◆ Records from a point labeling set:

* * * * * * *

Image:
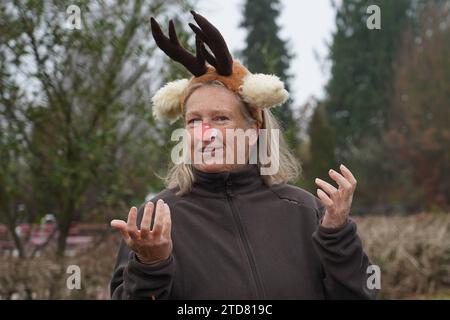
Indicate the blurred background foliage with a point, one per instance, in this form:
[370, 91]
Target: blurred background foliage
[77, 138]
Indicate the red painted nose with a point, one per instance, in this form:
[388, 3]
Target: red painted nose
[204, 131]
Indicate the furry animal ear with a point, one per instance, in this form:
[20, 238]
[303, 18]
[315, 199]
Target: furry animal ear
[166, 101]
[263, 90]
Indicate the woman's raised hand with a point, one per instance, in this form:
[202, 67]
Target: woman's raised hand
[150, 245]
[337, 200]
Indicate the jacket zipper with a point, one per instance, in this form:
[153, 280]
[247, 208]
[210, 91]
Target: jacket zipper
[259, 287]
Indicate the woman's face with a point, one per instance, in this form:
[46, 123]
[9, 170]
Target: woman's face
[210, 111]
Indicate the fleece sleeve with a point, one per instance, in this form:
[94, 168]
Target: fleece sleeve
[344, 262]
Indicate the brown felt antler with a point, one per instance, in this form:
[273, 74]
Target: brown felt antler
[172, 47]
[222, 59]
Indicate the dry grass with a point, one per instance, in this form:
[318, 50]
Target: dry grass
[413, 253]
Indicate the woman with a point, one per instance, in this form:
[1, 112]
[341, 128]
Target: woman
[223, 230]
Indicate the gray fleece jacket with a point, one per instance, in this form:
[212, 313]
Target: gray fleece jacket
[236, 238]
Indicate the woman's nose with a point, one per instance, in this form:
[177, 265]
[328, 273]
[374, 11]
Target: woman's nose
[206, 132]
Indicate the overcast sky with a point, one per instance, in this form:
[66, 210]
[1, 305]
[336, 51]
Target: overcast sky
[307, 24]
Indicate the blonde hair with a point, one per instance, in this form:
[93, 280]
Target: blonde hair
[181, 176]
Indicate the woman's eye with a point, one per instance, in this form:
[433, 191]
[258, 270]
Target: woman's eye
[194, 121]
[220, 118]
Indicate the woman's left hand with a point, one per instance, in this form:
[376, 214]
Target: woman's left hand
[337, 201]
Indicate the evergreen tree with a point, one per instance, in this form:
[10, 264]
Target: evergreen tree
[266, 52]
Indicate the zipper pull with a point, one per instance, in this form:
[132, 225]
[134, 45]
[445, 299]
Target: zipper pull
[228, 187]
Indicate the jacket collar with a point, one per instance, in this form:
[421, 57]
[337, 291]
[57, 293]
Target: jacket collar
[231, 183]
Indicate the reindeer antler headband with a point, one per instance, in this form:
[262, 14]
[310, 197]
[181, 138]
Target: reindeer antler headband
[257, 90]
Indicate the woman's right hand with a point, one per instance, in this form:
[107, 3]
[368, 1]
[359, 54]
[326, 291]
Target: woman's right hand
[150, 246]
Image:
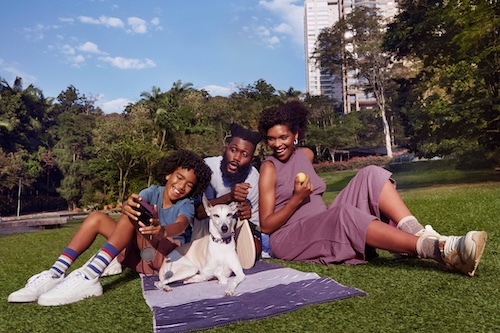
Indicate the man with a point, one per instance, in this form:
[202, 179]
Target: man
[234, 178]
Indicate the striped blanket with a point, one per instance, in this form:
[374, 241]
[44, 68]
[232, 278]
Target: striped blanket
[268, 290]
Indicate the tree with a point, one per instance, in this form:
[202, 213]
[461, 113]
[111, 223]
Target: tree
[452, 103]
[354, 45]
[76, 119]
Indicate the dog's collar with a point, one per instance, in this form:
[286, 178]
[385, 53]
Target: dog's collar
[226, 240]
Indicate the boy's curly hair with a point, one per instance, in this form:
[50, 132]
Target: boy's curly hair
[187, 160]
[292, 114]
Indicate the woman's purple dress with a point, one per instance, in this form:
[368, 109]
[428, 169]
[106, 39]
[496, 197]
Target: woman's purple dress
[321, 234]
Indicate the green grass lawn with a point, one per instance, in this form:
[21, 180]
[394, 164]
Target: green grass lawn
[403, 295]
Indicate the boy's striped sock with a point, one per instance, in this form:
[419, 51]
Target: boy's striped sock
[102, 259]
[67, 257]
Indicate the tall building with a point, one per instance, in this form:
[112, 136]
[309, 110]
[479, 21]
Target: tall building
[320, 14]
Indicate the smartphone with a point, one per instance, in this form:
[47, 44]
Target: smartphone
[147, 213]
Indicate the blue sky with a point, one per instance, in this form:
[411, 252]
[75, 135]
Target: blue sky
[114, 50]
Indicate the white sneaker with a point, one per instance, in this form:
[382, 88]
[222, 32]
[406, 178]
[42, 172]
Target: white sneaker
[463, 253]
[113, 268]
[37, 285]
[428, 232]
[75, 287]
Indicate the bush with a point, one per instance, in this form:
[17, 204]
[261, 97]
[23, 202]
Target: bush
[355, 163]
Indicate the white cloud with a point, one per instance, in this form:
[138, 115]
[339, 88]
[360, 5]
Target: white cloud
[138, 25]
[13, 72]
[215, 90]
[155, 21]
[68, 50]
[283, 28]
[90, 48]
[76, 60]
[66, 19]
[124, 63]
[103, 20]
[291, 14]
[115, 105]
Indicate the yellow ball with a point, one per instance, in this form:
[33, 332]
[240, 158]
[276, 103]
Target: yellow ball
[301, 177]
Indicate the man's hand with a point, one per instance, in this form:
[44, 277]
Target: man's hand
[240, 191]
[245, 211]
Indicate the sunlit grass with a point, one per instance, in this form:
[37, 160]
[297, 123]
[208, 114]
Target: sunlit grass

* * * * * * *

◆ Required work:
Without including any pictures, reproduce the listing exactly.

◆ Complete output:
Image:
Indicate the blurred background foliage with a point, one per instance, in this form:
[370, 91]
Target: blurred background foliage
[77, 138]
Indicate the red painted nose with a point, one per instance, in this form:
[388, 3]
Target: red painted nose
[204, 131]
Indicate the furry animal ear with a point, one per instance, in this form:
[20, 238]
[303, 18]
[315, 199]
Target: furry animal ear
[166, 101]
[263, 90]
Indicate the woman's raised hand with a point, one per instance, in this form:
[202, 67]
Target: woman's raised hand
[150, 245]
[337, 200]
Indicate the jacket zipper with a point, one per instance, in this form:
[153, 280]
[247, 208]
[210, 91]
Target: jacket zipper
[259, 287]
Indicate the woman's face with a point, one per instance, in this form:
[46, 123]
[9, 170]
Target: woman's face
[210, 111]
Indicate the fleece sleeve with a point, one per instance, in this form:
[94, 168]
Target: fleece sleeve
[344, 262]
Indicate the brown felt antler with a point, one per instance, in this form:
[273, 74]
Target: brown felt antler
[172, 47]
[222, 59]
Indicate the dry grass with a point, one per instance, in this form:
[318, 50]
Target: dry grass
[413, 253]
Indicate the woman with a point, one per instance, in this form:
[1, 112]
[341, 128]
Target: woman
[223, 230]
Indicate the gray fleece jacket with a point, one per instance, in this form:
[212, 313]
Target: gray fleece jacket
[236, 238]
Indicate the woman's nose with a point, one per instance, in this form:
[177, 265]
[328, 273]
[374, 11]
Target: woman's nose
[206, 132]
Indicate the overcast sky with a point, one per instance, in this form:
[66, 210]
[1, 305]
[336, 51]
Target: overcast sky
[307, 24]
Indicate the blonde hair with a point, one per instance, in this form:
[93, 280]
Target: blonde hair
[181, 176]
Indicate the woman's eye with a point, one per instance, in this form:
[433, 191]
[258, 270]
Target: woman's eye
[194, 121]
[220, 118]
Indicate the woman's left hand with a point, one per instance, in this form:
[376, 214]
Target: woman's left hand
[337, 201]
Indicate the evergreen tree with a point, one per instance, in this form:
[10, 264]
Target: evergreen tree
[266, 52]
Indicate the zipper pull with a point, one per instance, in this form:
[132, 225]
[134, 45]
[445, 299]
Target: zipper pull
[228, 187]
Indicate the jacket collar with a point, one per instance, in this form:
[421, 57]
[337, 291]
[57, 293]
Target: jacket collar
[231, 183]
Indicate the reindeer antler headband with a point, one per instance, in this form:
[262, 14]
[310, 197]
[181, 138]
Target: reindeer antler headband
[257, 90]
Indicate the woman's right hand with a point, one per instance, in this form:
[107, 3]
[368, 1]
[359, 54]
[326, 291]
Target: woman's right hand
[150, 246]
Image:
Indicate the man with a point, one per instance, in this form:
[202, 179]
Target: man
[234, 178]
Indicate the striped blanket with a point, one per instance, in this form:
[374, 241]
[44, 68]
[232, 278]
Target: striped blanket
[268, 290]
Indicate the tree with a point, one per instance, in this form:
[202, 213]
[461, 113]
[111, 223]
Target: tree
[452, 103]
[354, 45]
[76, 119]
Indicate the dog's collar with a point, one per instance, in this form:
[286, 178]
[385, 53]
Target: dog's collar
[226, 240]
Indicate the boy's curly hair with a point, one per instance, in this form:
[50, 132]
Target: boy's curly hair
[187, 160]
[292, 114]
Indicate the woman's purple dress with a point, one per instance, in this form:
[368, 109]
[428, 169]
[106, 39]
[496, 197]
Target: woman's purple dress
[321, 234]
Indicate the green grass lawn with a point, one per instance, in this form:
[21, 180]
[394, 164]
Target: green grass lawn
[403, 295]
Indicate the boy's striped sock with a point, one per instance, in this form:
[419, 51]
Target: boy's striped sock
[102, 259]
[67, 257]
Indicate the tall building with a point, one per instance, in this form:
[112, 136]
[309, 110]
[479, 21]
Target: tall building
[320, 14]
Indicate the smartphone with a point, one per instance, in this form:
[47, 44]
Target: smartphone
[147, 213]
Indicate the blue sky with a point, one per instance, in this form:
[411, 252]
[75, 135]
Target: blue sky
[114, 50]
Indicate the white sneaker with a point, one per instance, in this form:
[382, 88]
[222, 32]
[406, 178]
[42, 172]
Target: white sneaker
[463, 253]
[113, 268]
[37, 285]
[428, 232]
[75, 287]
Indicate the bush with a point, one per instance, in this form:
[17, 204]
[261, 97]
[23, 202]
Target: bush
[355, 163]
Indicate the white cloud with a point, one per instance, in this form:
[138, 115]
[339, 88]
[360, 5]
Target: white cloud
[138, 25]
[13, 72]
[215, 90]
[155, 21]
[68, 50]
[283, 28]
[90, 48]
[76, 60]
[66, 19]
[124, 63]
[103, 20]
[291, 14]
[115, 105]
Indicate the yellow ball with a point, one per instance, in this form:
[33, 332]
[240, 158]
[276, 103]
Target: yellow ball
[301, 177]
Indicate the man's hand with a point, one per instance, in this form:
[44, 277]
Target: man's hand
[240, 191]
[245, 211]
Indicate the sunlit grass with a point, one per instance, in this form:
[37, 160]
[297, 123]
[208, 114]
Target: sunlit grass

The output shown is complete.